— Start —
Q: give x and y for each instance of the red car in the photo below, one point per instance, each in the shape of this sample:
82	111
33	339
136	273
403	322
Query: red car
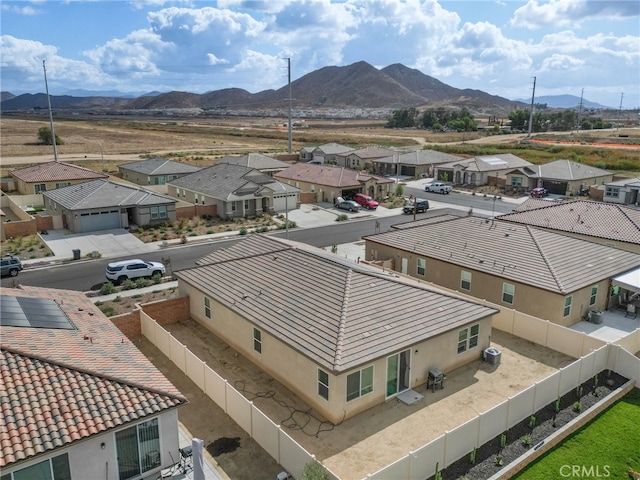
366	201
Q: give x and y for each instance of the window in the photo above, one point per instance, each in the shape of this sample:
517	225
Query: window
508	292
207	307
468	338
422	266
465	280
612	192
138	449
360	383
323	384
257	340
567	306
594	296
56	468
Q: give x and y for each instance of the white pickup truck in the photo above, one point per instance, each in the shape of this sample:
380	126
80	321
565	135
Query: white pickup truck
438	187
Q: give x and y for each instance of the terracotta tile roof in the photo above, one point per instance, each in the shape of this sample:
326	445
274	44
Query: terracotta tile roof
328	175
595	219
65	385
338	314
520	253
55	171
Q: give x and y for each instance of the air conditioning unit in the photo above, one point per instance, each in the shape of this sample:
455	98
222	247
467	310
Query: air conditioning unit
492	356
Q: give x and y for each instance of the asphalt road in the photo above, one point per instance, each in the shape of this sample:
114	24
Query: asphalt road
89	274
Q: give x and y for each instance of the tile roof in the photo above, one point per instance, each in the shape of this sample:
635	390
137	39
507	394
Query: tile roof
104	193
55	171
329	175
595	219
159	166
339	315
519	253
60	386
254	160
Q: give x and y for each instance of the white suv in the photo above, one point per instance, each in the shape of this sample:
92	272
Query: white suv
119	271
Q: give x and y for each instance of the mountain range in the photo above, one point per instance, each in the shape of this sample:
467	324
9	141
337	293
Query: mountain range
356	86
— End —
Short exercise:
Copy out the entire listing above verbatim, leaving out the pictures.

The response:
Q: give x and y for each instance of the red car in the photo below, one point per instance, each in the shape of this sample:
82	111
33	339
136	273
403	322
Query: red car
366	201
Q: give x and y for each instance of the window in the photo above, one point per instance, each in the shape of this sample:
517	225
Query: window
508	292
207	307
468	338
422	266
465	280
612	192
138	449
360	383
323	384
257	340
567	306
594	296
56	468
Q: give x and y for each instance of the white pickup truck in the photo above, one point per instance, each in the shape of this sample:
380	126
80	321
565	135
Query: white pickup truck
438	187
Q: give x and y for each instance of the terracotta tile roof in the photo above, one point per instance, each in the shape of this sample:
326	445
274	44
Query: terracotta tile roof
328	175
595	219
65	385
338	314
520	253
55	171
Q: give x and y for each instance of the air conditioning unit in the photo above, one point per instance, each in the shape of this sample:
455	98
222	247
467	310
Query: air conditioning unit
492	356
Q: give x and y for each instance of the asphalt road in the photo above, one point per instance, each in the shape of this sample:
114	24
Query: asphalt road
89	274
Q: give x and y for each instance of the tile roof in the photo above, one point per instance, each in the shape of this sample:
635	390
137	39
507	394
Query: tile roof
104	193
55	171
329	175
595	219
159	166
339	315
519	253
60	386
254	160
Q: give x and y for each instance of the white suv in the photo above, one point per instance, each in the shape of this sample:
92	272
Query: white suv
119	271
Q: give x and y for each instance of the mountain range in the photo above, one point per instance, each in the shape of this sample:
467	324
9	141
337	293
Query: mountain range
356	86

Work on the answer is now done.